KUTIPAN PILIHAN »
+-------+

Itulah istilah yang saya tahu, Kating kast. Istilah yang
ejaannya belum tentu benar, warisan dari Bahasa Belanda itu, adalah salah satu
perlengkapan sepeda-sepeda klasik. Kating kast adalah penutup rantai, saya
tidak tahu jaman sekarang dimana sepeda-sepeda sport tidak memiliki penutup
rantai, apakah istilah itu masih
dipakai.
Sepeda saya, sebuah sepeda lawas, Jengki, warna hijau,
merek Phoenix, buatan China. Semula sepeda itu milik tetangga, nganggur,
berkarat. Istri saya yang kemudian menawar dan kemudian mereka sepakat dengan
harga Rp.250 ribu. Selanjutnya, sepeda
saya bawa ke bengkel sepeda dan saya menemukan sepeda yang sama tipe dan
merknya. Dari keduanya saya ambil bagian mana yang masih baik dan akhirnya
dengan tambahan Rp.100 ribu saya dapatkan sepeda yang layak jalan.

+-------+

BAGIAN DATA »

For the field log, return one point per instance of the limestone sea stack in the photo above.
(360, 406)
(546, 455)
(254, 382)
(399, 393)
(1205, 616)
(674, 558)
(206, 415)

+-------+

PERSYARATAN »
1/ Salin tanpa perubahan bagian kutipan tentang kating kast yang diawali dengan "Itulah istilah yang" dan berlanjut sampai "yang layak jalan.".
2/ Sebutkan semua keterangan tentang sepeda yang dimiliki narator dalam kalimat kutipan tentang kating kast yang dimulai dengan kata "Sepeda saya".
3/ Teruskan kutipan tentang kating kast mulai dari kalimat sesudah kalimat terakhirnya.
Daftar ini adalah bahan tersendiri yang terpisah dari kutipan tentang kating kast.

HASIL YANG DIHARAPKAN »
1/
Itulah istilah yang saya tahu, Kating kast. Istilah yang
ejaannya belum tentu benar, warisan dari Bahasa Belanda itu, adalah salah satu
perlengkapan sepeda-sepeda klasik. Kating kast adalah penutup rantai, saya
tidak tahu jaman sekarang dimana sepeda-sepeda sport tidak memiliki penutup
rantai, apakah istilah itu masih
dipakai.
Sepeda saya, sebuah sepeda lawas, Jengki, warna hijau,
merek Phoenix, buatan China. Semula sepeda itu milik tetangga, nganggur,
berkarat. Istri saya yang kemudian menawar dan kemudian mereka sepakat dengan
harga Rp.250 ribu. Selanjutnya, sepeda
saya bawa ke bengkel sepeda dan saya menemukan sepeda yang sama tipe dan
merknya. Dari keduanya saya ambil bagian mana yang masih baik dan akhirnya
dengan tambahan Rp.100 ribu saya dapatkan sepeda yang layak jalan.

2/ sebuah sepeda lawas; Jengki; warna hijau; merek Phoenix; buatan China

3/
Sekalipun sepeda itu sudah tua, namun setelah saya coba
gosok dengan KIT, cukup kinclong juga, kecuali bagian-bagian nyang sudah
terlanjur berkarat. Agar semua bagian yang bergerak bisa mulus, saya memakai pelumas
“organik”, yaitu jelantah sisa
penggorengan yang saya saring sebelum saya masukan ke kaleng pengoli. Lumayan
irit sambil memanfaatkan limbah dapur.
Nah, yang saya sampai saat ini hampir putus asa ialah
bagaimana menghilangkan bunyi dari Kating Kast. Sudah saya coba berbagai cara,
tapi bunyi itu tetap muncul saat rantai berputar dan menggesek Kating Kast.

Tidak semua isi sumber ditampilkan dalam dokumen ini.